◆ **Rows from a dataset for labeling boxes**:
::::::

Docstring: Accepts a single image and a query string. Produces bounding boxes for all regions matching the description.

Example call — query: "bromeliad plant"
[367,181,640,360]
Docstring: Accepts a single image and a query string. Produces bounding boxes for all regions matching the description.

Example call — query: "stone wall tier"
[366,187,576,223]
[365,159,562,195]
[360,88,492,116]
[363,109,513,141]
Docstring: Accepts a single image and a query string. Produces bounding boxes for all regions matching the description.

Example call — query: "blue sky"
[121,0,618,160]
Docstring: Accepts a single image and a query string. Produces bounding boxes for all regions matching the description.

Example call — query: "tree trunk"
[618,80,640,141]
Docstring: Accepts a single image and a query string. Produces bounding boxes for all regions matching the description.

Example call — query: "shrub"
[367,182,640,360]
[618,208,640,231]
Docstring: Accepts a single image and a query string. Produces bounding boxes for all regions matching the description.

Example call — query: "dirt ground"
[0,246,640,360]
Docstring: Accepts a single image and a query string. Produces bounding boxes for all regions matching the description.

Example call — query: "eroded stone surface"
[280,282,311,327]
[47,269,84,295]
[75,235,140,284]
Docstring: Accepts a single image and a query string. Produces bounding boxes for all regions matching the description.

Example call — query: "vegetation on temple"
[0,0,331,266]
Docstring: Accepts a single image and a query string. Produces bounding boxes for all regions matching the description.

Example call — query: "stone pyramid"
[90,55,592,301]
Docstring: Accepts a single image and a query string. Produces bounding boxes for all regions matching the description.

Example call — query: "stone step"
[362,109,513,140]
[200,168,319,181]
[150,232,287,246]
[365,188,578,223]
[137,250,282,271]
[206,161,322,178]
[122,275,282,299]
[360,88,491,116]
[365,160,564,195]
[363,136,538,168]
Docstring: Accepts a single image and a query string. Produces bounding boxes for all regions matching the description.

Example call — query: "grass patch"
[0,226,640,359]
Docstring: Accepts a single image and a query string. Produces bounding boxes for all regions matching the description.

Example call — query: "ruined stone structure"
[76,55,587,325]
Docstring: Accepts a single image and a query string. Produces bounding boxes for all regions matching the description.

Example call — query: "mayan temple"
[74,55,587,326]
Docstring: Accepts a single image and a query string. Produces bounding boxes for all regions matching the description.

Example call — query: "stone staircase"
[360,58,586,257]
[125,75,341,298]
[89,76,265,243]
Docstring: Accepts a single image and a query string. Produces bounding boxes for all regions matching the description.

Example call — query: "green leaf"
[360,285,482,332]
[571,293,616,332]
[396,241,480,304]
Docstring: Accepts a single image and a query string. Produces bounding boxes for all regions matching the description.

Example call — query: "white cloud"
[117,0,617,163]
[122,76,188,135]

::::::

Pick out and copy each line of the records above that contains the word "temple".

◆ **RESULT FOR THIS TASK**:
Example call — query: "vegetation on temple"
Example call — query: "mayan temple"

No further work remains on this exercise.